START Source information

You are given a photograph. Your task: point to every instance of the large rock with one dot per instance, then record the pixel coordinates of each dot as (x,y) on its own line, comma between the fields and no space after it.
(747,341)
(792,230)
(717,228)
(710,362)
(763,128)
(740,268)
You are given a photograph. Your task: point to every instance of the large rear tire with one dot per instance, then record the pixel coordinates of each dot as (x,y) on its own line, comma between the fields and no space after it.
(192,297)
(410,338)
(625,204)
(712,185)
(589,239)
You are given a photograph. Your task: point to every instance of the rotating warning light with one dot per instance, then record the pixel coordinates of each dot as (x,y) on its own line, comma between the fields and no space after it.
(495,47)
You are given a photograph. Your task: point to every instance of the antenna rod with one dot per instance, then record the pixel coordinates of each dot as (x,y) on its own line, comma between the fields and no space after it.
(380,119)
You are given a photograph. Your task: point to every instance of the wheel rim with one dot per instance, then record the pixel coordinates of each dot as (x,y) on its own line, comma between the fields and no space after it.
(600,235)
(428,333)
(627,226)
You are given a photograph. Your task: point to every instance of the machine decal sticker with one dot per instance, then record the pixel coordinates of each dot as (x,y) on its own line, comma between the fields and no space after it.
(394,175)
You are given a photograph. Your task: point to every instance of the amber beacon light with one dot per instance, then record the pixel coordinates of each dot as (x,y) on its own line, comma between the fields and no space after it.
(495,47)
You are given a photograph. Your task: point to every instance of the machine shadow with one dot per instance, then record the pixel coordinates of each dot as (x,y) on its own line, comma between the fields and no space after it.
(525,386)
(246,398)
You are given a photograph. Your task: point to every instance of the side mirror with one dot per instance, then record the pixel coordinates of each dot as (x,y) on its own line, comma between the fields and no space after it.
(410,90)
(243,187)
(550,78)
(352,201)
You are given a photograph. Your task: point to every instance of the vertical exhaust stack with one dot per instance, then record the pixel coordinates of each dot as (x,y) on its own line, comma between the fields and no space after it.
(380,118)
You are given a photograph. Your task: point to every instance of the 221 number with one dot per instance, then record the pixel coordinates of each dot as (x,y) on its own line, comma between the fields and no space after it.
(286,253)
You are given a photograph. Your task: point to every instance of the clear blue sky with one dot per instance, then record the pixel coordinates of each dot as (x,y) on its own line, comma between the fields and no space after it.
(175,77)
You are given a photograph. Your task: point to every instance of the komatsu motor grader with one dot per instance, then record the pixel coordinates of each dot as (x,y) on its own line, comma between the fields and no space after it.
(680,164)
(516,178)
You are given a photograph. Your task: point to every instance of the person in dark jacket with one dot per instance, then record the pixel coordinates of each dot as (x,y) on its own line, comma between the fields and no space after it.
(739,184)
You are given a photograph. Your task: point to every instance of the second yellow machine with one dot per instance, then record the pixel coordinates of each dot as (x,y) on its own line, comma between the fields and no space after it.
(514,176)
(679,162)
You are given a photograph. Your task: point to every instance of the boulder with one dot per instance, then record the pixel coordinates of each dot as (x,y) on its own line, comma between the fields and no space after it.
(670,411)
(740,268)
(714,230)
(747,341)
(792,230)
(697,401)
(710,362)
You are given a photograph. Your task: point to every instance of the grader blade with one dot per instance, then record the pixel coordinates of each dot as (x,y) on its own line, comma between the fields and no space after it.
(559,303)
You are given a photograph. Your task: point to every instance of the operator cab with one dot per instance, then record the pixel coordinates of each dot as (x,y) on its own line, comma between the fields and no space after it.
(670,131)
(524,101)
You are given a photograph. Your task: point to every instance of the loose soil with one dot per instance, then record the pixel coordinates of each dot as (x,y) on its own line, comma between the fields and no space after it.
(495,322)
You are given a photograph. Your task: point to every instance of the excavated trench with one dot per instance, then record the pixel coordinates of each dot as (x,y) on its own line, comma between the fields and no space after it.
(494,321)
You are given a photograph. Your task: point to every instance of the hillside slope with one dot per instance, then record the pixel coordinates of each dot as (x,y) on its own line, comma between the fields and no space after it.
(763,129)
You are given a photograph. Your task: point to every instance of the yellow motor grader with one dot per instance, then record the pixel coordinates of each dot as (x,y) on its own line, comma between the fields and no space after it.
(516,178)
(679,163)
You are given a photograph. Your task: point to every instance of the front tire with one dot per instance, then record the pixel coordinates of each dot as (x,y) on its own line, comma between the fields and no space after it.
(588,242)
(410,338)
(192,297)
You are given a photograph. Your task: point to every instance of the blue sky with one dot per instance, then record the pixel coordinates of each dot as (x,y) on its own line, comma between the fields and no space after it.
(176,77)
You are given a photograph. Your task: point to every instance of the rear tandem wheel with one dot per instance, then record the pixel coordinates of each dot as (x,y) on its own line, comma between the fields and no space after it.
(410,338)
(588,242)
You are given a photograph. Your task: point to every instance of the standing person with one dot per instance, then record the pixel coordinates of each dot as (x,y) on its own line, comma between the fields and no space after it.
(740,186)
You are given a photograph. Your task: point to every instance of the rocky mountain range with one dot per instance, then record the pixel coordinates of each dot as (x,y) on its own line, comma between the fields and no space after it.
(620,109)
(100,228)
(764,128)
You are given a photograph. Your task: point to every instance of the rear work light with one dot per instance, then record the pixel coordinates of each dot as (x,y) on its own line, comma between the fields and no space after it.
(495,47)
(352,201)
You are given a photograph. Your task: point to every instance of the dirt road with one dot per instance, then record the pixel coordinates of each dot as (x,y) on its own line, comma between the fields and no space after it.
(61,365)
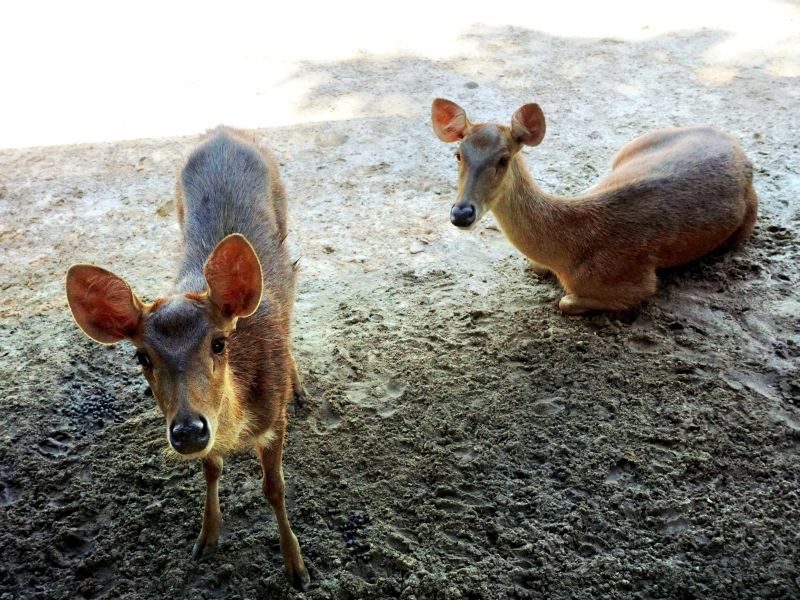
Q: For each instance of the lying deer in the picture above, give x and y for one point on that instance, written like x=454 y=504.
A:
x=673 y=195
x=216 y=351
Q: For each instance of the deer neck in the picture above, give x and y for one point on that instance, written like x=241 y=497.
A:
x=536 y=222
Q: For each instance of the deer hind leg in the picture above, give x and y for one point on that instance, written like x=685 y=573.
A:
x=212 y=517
x=271 y=463
x=298 y=390
x=749 y=221
x=609 y=295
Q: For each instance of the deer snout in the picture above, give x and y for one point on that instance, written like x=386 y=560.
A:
x=463 y=215
x=189 y=433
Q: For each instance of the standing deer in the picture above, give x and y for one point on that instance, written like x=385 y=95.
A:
x=216 y=351
x=672 y=196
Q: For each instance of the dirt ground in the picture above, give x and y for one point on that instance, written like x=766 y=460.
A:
x=462 y=438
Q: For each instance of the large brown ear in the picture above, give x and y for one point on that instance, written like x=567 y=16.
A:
x=527 y=125
x=449 y=120
x=103 y=305
x=234 y=277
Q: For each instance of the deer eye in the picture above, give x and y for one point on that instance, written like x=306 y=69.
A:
x=218 y=346
x=143 y=359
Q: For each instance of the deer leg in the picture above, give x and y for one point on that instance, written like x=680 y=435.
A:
x=297 y=386
x=610 y=295
x=212 y=517
x=271 y=463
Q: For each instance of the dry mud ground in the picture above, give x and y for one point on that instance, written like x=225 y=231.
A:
x=462 y=438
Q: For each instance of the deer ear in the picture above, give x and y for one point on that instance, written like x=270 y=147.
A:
x=527 y=125
x=449 y=120
x=234 y=277
x=103 y=305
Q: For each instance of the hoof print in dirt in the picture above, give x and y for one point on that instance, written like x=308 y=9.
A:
x=300 y=580
x=202 y=550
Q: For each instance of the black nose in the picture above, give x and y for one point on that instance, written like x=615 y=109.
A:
x=189 y=433
x=462 y=216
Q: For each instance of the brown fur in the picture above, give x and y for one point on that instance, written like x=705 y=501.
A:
x=241 y=393
x=673 y=195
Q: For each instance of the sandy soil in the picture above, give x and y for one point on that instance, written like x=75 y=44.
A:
x=462 y=438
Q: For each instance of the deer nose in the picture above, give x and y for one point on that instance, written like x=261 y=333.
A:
x=189 y=433
x=462 y=216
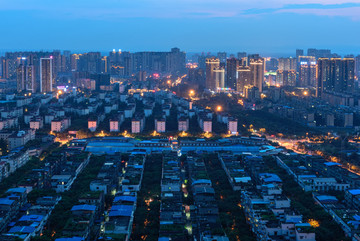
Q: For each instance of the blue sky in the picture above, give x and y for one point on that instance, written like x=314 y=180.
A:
x=265 y=26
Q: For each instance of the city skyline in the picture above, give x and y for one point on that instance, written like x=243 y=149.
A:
x=268 y=27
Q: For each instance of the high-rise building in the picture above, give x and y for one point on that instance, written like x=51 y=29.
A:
x=196 y=76
x=219 y=73
x=299 y=52
x=357 y=66
x=211 y=64
x=257 y=71
x=30 y=79
x=286 y=77
x=307 y=74
x=323 y=81
x=231 y=72
x=272 y=64
x=243 y=77
x=46 y=75
x=241 y=55
x=222 y=57
x=307 y=71
x=287 y=63
x=89 y=62
x=348 y=74
x=20 y=77
x=319 y=53
x=336 y=75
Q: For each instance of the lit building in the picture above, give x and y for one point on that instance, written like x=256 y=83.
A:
x=206 y=125
x=219 y=73
x=36 y=123
x=335 y=75
x=348 y=120
x=307 y=72
x=299 y=52
x=92 y=125
x=357 y=66
x=231 y=73
x=211 y=64
x=114 y=125
x=257 y=71
x=232 y=126
x=251 y=92
x=183 y=124
x=160 y=125
x=46 y=75
x=243 y=77
x=20 y=77
x=287 y=64
x=135 y=126
x=222 y=57
x=60 y=125
x=286 y=77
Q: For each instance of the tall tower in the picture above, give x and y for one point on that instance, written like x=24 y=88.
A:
x=30 y=79
x=231 y=71
x=243 y=78
x=20 y=77
x=219 y=73
x=46 y=74
x=323 y=80
x=257 y=72
x=349 y=74
x=211 y=64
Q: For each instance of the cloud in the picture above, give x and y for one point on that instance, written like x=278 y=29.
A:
x=116 y=9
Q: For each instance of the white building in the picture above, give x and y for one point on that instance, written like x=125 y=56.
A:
x=183 y=124
x=59 y=125
x=136 y=126
x=160 y=125
x=36 y=123
x=206 y=125
x=114 y=125
x=232 y=126
x=92 y=125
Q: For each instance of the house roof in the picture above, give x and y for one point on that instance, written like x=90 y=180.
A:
x=84 y=207
x=33 y=218
x=125 y=198
x=17 y=190
x=5 y=201
x=121 y=210
x=69 y=239
x=354 y=191
x=22 y=229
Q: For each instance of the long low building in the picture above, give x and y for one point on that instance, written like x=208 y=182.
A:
x=112 y=145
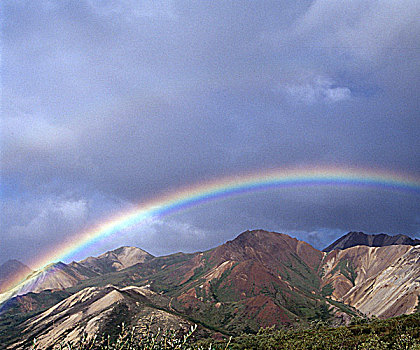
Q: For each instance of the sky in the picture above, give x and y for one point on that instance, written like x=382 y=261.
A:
x=106 y=105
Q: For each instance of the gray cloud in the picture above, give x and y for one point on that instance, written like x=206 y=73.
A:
x=113 y=105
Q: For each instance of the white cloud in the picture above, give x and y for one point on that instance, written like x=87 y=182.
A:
x=318 y=89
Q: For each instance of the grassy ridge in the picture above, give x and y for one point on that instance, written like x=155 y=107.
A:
x=397 y=333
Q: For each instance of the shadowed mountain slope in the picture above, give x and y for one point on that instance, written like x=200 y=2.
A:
x=9 y=270
x=353 y=239
x=380 y=281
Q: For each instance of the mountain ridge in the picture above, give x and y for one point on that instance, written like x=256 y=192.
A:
x=258 y=279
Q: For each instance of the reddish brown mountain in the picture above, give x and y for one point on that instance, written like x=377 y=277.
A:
x=9 y=270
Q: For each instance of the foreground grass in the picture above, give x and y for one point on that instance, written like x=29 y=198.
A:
x=399 y=333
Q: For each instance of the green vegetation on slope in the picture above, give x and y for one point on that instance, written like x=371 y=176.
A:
x=397 y=333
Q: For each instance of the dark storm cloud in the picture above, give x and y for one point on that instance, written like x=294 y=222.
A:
x=106 y=105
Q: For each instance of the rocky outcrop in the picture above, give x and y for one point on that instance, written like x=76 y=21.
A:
x=90 y=312
x=115 y=260
x=12 y=270
x=378 y=281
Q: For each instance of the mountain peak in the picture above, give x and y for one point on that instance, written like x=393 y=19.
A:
x=10 y=269
x=352 y=239
x=116 y=260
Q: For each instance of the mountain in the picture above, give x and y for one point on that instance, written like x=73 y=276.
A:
x=258 y=279
x=115 y=260
x=9 y=270
x=59 y=276
x=378 y=281
x=94 y=311
x=353 y=239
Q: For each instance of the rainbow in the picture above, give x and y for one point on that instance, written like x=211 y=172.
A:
x=195 y=195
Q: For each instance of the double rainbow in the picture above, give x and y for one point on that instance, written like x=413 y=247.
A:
x=221 y=188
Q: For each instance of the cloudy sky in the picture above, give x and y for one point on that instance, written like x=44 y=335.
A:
x=106 y=104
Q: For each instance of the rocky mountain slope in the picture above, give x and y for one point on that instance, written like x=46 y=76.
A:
x=9 y=270
x=353 y=239
x=59 y=276
x=258 y=279
x=115 y=260
x=94 y=311
x=378 y=281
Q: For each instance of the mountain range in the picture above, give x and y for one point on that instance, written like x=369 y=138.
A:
x=259 y=279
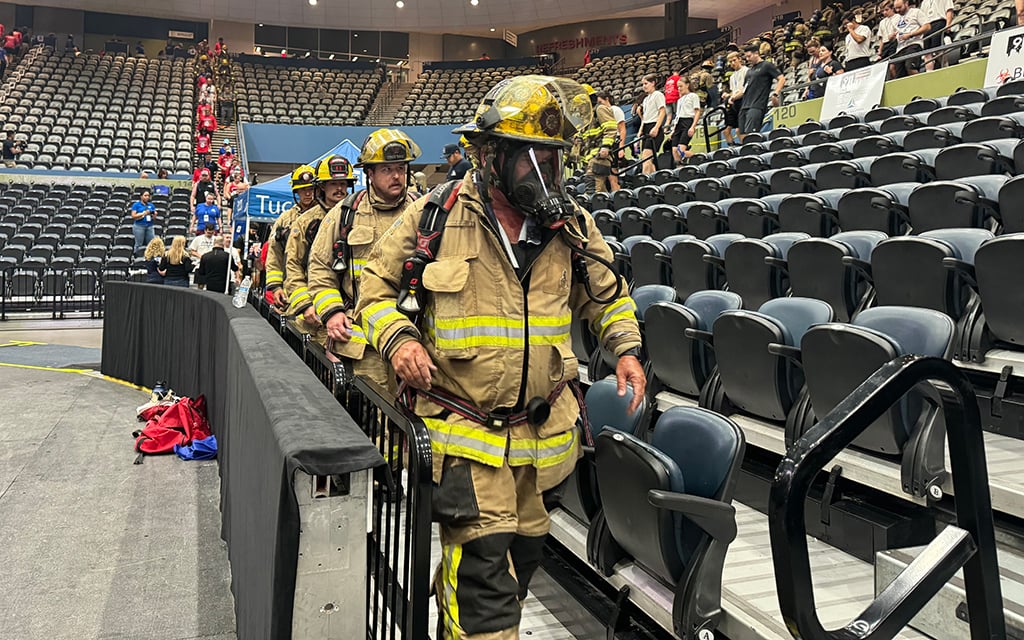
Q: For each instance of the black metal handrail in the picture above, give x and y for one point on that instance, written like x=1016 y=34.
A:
x=970 y=544
x=398 y=542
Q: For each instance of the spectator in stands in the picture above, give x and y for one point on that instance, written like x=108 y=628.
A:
x=887 y=30
x=827 y=66
x=651 y=123
x=858 y=43
x=734 y=99
x=458 y=166
x=203 y=147
x=175 y=266
x=199 y=247
x=207 y=214
x=142 y=214
x=939 y=14
x=213 y=267
x=671 y=95
x=154 y=254
x=685 y=125
x=911 y=26
x=758 y=91
x=617 y=157
x=11 y=148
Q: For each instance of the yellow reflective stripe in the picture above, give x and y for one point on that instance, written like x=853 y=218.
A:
x=453 y=558
x=326 y=298
x=377 y=316
x=542 y=453
x=623 y=308
x=497 y=331
x=469 y=442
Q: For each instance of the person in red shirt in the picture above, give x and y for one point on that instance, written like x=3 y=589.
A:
x=202 y=147
x=208 y=124
x=671 y=95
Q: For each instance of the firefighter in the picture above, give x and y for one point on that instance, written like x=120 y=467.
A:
x=344 y=241
x=331 y=181
x=506 y=261
x=302 y=194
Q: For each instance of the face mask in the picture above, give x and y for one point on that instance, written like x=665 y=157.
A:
x=532 y=183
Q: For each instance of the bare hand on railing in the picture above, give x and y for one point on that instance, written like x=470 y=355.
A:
x=413 y=365
x=630 y=371
x=281 y=299
x=310 y=316
x=339 y=328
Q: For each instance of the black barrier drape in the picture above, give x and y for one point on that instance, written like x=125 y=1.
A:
x=270 y=415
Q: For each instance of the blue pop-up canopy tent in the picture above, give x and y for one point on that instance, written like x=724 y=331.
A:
x=264 y=202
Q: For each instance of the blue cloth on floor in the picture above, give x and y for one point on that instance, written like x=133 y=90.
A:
x=205 y=449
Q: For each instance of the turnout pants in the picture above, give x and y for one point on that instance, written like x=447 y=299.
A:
x=493 y=526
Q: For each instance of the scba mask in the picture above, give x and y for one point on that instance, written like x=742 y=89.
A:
x=531 y=180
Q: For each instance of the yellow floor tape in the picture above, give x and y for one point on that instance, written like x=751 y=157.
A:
x=85 y=372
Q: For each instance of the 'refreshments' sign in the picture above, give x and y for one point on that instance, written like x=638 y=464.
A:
x=1006 y=57
x=589 y=42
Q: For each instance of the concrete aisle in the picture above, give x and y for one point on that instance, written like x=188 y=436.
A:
x=91 y=545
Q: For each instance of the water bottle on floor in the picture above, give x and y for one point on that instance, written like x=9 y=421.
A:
x=242 y=295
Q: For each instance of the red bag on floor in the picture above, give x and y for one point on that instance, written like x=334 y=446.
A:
x=179 y=423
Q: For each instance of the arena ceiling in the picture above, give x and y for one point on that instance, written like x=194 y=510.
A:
x=415 y=15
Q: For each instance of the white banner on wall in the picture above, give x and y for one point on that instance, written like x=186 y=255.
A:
x=1006 y=57
x=854 y=91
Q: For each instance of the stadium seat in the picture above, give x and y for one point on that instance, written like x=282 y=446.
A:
x=668 y=506
x=697 y=264
x=758 y=356
x=913 y=270
x=835 y=269
x=685 y=355
x=838 y=357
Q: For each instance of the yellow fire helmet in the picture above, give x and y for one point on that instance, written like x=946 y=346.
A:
x=334 y=167
x=302 y=177
x=384 y=145
x=532 y=109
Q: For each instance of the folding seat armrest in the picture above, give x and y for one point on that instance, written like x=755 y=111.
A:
x=698 y=334
x=861 y=265
x=717 y=518
x=963 y=268
x=787 y=351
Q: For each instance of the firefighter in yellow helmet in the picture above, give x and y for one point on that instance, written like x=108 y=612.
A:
x=302 y=194
x=470 y=296
x=332 y=178
x=344 y=241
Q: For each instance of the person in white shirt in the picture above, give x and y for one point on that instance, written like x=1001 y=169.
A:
x=687 y=118
x=617 y=159
x=858 y=43
x=733 y=104
x=911 y=27
x=939 y=14
x=651 y=123
x=887 y=31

END Source information

Work task
For each line in the data that contains the string "black", give a copy of that line.

Exercise output
Q: For each instance of the black nose in the picture above, give x and y for one point on that instance, written like x=615 y=109.
Q: For each instance of the black metal handrail in the picture above, give x and y for one point on that instance, written like x=1016 y=34.
Q: For each instance of the black barrier drape in the picture above, give x and y for one point on that instance, written like x=125 y=1.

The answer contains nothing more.